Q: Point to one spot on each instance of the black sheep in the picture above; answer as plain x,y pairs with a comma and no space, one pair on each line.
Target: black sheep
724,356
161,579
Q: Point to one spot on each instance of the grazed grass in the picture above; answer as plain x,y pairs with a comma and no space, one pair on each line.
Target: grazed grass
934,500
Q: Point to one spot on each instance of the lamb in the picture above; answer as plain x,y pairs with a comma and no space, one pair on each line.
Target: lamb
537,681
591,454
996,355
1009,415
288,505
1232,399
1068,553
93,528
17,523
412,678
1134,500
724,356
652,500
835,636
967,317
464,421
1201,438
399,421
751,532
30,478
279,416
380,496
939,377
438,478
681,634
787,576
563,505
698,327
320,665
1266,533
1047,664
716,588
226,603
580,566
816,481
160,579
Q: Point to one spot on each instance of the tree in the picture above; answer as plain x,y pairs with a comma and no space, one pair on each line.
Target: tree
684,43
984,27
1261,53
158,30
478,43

___

**What the task asks:** Your reply should contain every entry, repeated exactly.

**Answer to the problem:**
Q: Point to one spot on each instance of the black sheep in the picture above; answer as plain x,y pairs with a comma and no space, one pair on each line.
Target: black sheep
724,356
161,579
Q: Point to one spot on each instance of the grazed grass in the picture above; answer as plain x,y pairs with a comma and no space, one pair on each line.
Target: grazed grass
934,500
Q: Point to one spot on each instance of the lamb in the picture above; answer as plain x,y pairs with a comma and no space, one pair on each line.
Target: lamb
537,681
591,454
996,355
1009,415
288,505
1232,399
1068,553
93,528
17,523
412,678
1134,500
724,356
652,500
835,636
967,317
464,421
1201,438
399,421
751,532
30,478
279,416
380,496
939,377
438,478
681,634
787,576
563,505
698,327
320,665
1266,533
1047,664
716,588
226,603
580,566
816,481
160,579
Q: Point to one spot on each instance of the tree in the picture above; answer as plain x,y pairs with a comma and no space, one pair on each line.
Target: tree
684,43
984,27
1261,53
158,30
478,43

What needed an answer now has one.